* Begin DOCUMENT SEGMENT *
Two miles from Whitchurch, on the Shropshire border a tandem pair caught up to me, and boasted how they had come all the way from Burtonwood by St Helens. I agreed they had done a good ride (almost as far as I had) but when they complained of the hard road I laughed. “You’ll have harder yet!” I forecasted, as, entering Whitchurch, I sent them on to the Wellington road, myself turning westward in an oblique slant towards the Welsh border.
A few miles along the Ellesmere road I stopped for tea at a cottage all but hidden in a long riot of a garden. Fifty six miles were good enough for an afternoon ride. Now the level waters of the Mere, the narrow streets of Ellesmere, the crossing of the Holyhead road at Whittington, where the great towers and moat of a feudal castle add romance to the place. I have heard it said that here was born the poor boy who dreamed of London streets paved with gold, and who became the Capital’s greatest Lord Mayor three times. Behind the fairy story of Dick Whittington is the germ of truth. Saturday night in Oswestry, narrow streets, great crowds, dusk – and the road again, beating south again as the moon came up.
There is a cross roads at Llynclys, and there I turned westwards, between low hills, growing higher, with a river growing swifter, clearer, the Tanat river. Lamplit, in moonlight, a road almost level, are ideal conditions of travel, and my wheels sped for many miles, veered at last from the main valley, and came to Llanrhaeadr-ym-Mochnant, the deep village under the shadow of Berwyn. The last four miles above the Rhaeadr stream would shatter any dream of speed, the ninety miles in my legs began to tell their tale, and my mind was occupied with the promised supper, now so near. I had earned it, I felt. After an array of good things there was to be plum pudding overspread with custard. Two helpings. Then I would lie back in supreme comfort when it was over, and smoke a reminiscent cigarette.
There was Pistyll Rhaeadr ahead, a tall black cliff shutting up the valley, with the white streak of water upon it, a farm, even a group of great fir trees dwarfed by this, the highest waterfall in Wales. On the last hill above the farm I turned aside through a gate, along a good green track, and at the first bend I saw our two tents romantically placed across the track – the only level spot in that region. The tents were unlit and deserted; inside I saw the rest of the kit hurriedly thrown down. Leaned against the steep moor were the two bicycles. Then I saw the table. This was a huge, flat-topped rock about two feet high. For lack of other space Fred had encircled it within the tent, one large section protruding from the doorway. And even the table was bare!
My light had evidently been seen, for there were voices calling me from somewhere far below in the bottom of the valley. Some time later two overheated cyclists burst through the bracken below the path, carrying a milk can and canvas bucket. They had foraged the farm without luck, and taking a short cut along this branch valley had become tangled up in fences, heather, and bog.
Long afterwards the pudding appeared, if not hot and steaming, at least warm on the outside. Of custard there was none, but we sat round our rocky table in the bright moonlight and ate, and drank coffee ad lib, and yarned. The ‘table’ effectively stopped us from closing up the tent, so Fred and I slept curled round it.
* End DOCUMENT SEGMENT *
## WHAT THE TASK REQUIRES
Can you carry the cycling narrative about the ride to Pistyll Rhaeadr forward from its final sentence?
* Begin RECORD SET *
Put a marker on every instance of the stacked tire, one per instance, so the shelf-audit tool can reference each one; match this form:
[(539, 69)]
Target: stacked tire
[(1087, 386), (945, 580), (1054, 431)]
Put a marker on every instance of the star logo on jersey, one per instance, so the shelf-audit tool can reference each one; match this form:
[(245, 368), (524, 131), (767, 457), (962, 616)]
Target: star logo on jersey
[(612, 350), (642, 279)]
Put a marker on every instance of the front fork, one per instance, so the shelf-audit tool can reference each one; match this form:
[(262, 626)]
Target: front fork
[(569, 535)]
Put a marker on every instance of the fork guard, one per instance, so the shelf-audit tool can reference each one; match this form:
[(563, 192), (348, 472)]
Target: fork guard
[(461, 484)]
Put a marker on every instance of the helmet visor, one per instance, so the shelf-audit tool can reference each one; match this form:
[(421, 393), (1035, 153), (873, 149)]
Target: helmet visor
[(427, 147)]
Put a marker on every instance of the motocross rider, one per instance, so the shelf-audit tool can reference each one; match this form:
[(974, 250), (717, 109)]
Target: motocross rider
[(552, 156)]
* End RECORD SET *
* Begin RECORD SET *
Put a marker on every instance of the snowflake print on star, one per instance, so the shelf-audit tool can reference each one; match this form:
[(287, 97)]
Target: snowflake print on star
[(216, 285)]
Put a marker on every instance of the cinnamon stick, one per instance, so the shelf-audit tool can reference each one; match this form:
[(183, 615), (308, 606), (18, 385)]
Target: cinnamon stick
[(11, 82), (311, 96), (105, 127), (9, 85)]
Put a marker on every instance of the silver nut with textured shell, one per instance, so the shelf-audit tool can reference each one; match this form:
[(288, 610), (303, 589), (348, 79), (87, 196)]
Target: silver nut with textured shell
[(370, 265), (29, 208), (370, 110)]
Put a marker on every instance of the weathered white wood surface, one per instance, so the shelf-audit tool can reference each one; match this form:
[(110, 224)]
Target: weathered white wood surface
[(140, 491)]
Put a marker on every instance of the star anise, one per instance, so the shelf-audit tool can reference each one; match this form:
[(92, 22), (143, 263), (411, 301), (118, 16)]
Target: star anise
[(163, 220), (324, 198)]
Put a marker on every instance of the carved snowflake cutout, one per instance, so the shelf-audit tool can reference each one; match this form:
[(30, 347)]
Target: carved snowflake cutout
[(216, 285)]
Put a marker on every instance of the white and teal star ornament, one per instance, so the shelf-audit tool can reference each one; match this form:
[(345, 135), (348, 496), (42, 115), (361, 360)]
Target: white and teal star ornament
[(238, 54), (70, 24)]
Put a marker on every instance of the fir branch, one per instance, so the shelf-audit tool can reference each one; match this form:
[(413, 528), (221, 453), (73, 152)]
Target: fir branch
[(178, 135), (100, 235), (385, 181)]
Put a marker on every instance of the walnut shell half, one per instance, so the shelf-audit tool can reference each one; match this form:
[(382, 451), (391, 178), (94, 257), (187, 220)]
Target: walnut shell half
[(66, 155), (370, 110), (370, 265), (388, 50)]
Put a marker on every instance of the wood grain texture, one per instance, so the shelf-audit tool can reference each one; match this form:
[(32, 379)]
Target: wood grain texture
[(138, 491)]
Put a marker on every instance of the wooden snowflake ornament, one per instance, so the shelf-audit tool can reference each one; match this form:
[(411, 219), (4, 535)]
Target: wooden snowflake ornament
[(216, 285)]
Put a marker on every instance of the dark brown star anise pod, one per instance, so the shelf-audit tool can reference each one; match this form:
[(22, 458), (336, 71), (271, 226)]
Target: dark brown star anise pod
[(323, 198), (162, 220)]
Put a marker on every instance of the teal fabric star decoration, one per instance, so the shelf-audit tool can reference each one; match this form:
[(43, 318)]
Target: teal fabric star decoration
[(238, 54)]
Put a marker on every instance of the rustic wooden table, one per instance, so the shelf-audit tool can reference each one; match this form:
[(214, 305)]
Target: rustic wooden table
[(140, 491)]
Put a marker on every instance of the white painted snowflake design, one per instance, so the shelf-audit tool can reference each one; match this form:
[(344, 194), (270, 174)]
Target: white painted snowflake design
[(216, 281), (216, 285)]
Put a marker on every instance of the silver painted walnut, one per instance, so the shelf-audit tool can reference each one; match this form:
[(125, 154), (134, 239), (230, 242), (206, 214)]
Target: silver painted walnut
* End RECORD SET *
## OUTPUT BELOW
Cool and sulky morning. How often has serene eventide lulled our last thoughts into a golden morrow, to find, on awakening, a transformation, a promise falsified? The rain barely held off while we packed our kit away, and as we moved on in single file along the narrowing path the rain came, “gentle as the dew from heaven” at first, then steadily settling in, in true Berwyn fashion. At a stream the track ended, the trouble began, the usual becaped struggle over tufty grass, tangly heather, into the wild amphitheatre in which lie reed edged, gloomy Llyn Lluncaws, under the frowning brow of Moel Sych. As this was our third crossing we feared no false moves, and skirted the lake, striking by the easiest route, towards a rugged summit ridge directly north.
There is no easy way, with heavily laden bicycles that first summit was reached by sheer hard graft. The cumbrous capes, the slipping grass, brought us down in turns, and we fell heavily. The heather tugged at us. This ridge gave a view into the deep jaws of Maen Gwynedd valley, across which the rain slanted. Now the climb was toward Moel Sych itself, aslant the main spur, again a devilish struggle, this time with loose scree to cross, over which one looked down hundreds of feet of rock to Llyn Lluncaws. I was well ahead when I saw Jo suddenly slip and come down, bicycle and all on the very edge of the cliff. Fred dropped his bike and made a grab, hauling her clear, with not a foot of space nor a moment of time to spare. Dangerous moments! No injuries, just a word of thanks, and once more the slow, wary plod with shouldered bikes. These things are not remarkable, just the rough chances of the hills which the three of us are willing to take.
The summit cairn of Moel Sych, yours truly aged 15 in shorts, Fred Dunster left of picture and H H Willis seated and standing behind another RSF member known only as ‘Bart’. This picture and story incidentally, complement the release on this website of the story ‘Behind the Ranges’, released on 21st of January this year. This ‘summit’ took place at Easter 1956, on the occasion of the very first RSF Easter Meet. Below you will see a picture – an old one – of Charlie in a tartan shirt taking tea with our RSF President Sir Hugh and Lady Rankin at the same Easter Meet.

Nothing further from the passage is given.